## Provided text:
Following a week-long survey posted on The Hive Web site to gauge students’ opinions on where they like to shop and where they would like to see Flex accepted off-campus, plans are in the works to have Flex available off-campus by the start of the next school year.
“I liked the way the survey went – we got a lot of good information from students,” Director of Campus Dining Services and Auxiliary Operations Cam Schauf said. “We are always looking to get feedback from students when making decisions like this.”
Of the 347 students that responded to the survey, most noted that the place they would most like to see Flex accepted is at CVS. Among other businesses that were voted on and ranked were The Distillery, Plum House, Yummy Garden, Starbucks, Pelligrino’s, Papa John’s and Wegmans.
According to the survey, 80 percent of students overall answered “yes” or “maybe” to the first question, about whether this was a program they would want.
Of the freshman class, 60 percent answered “yes” or “maybe.”
“We haven’t talked to the businesses yet, but that will be the next step for me,” Schauf said. “We are still working on making sure that we have all the processes down in place for managing this program. We need to make sure that whatever system we use will tie into the current system and that the flow of money for customers is smooth.”
Blackboard, the system that is currently being used to manage the UR’s “one-card” system, will likely be the one to take on this project as well.
CVS already has a corporate relationship with Blackboard.
The survey not only measured which stores students enjoyed shopping at most, but also what areas they frequent and what they enjoy shopping for.
In addition, it was aimed to assess how effective the RED program has been thus far.
“Mt. Hope and Park Ave. were the most popular, followed by Eastman and Marketplace Mall/Wegmans,” senator and sophomore Greg Meditz said, who headed the senate’s involvement in getting Flex off-campus.
Meditz is also thrilled with the survey results.
“The results are good enough to go ahead and use them for choosing businesses,” he said.
The off-campus businesses in Brook’s Landing and those renting out Eastman spaces, like Java’s, are all going to be offered the option of accepting Flex.

(Location identification items)

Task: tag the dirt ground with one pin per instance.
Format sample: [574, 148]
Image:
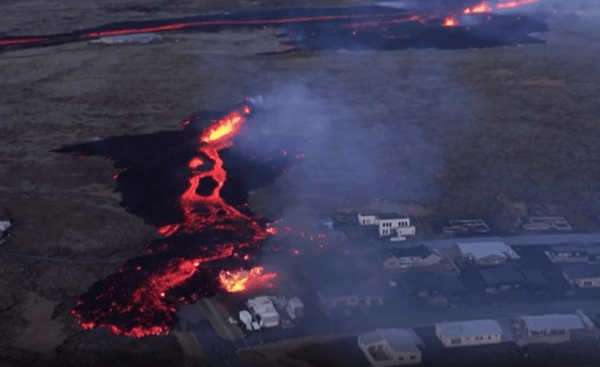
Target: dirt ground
[464, 131]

## Exercise brief:
In the Flex article, rewrite everything from "The survey not" down to "the survey results.", swapping "survey" for "poll".

## The output:
The poll not only measured which stores students enjoyed shopping at most, but also what areas they frequent and what they enjoy shopping for.
In addition, it was aimed to assess how effective the RED program has been thus far.
“Mt. Hope and Park Ave. were the most popular, followed by Eastman and Marketplace Mall/Wegmans,” senator and sophomore Greg Meditz said, who headed the senate’s involvement in getting Flex off-campus.
Meditz is also thrilled with the poll results.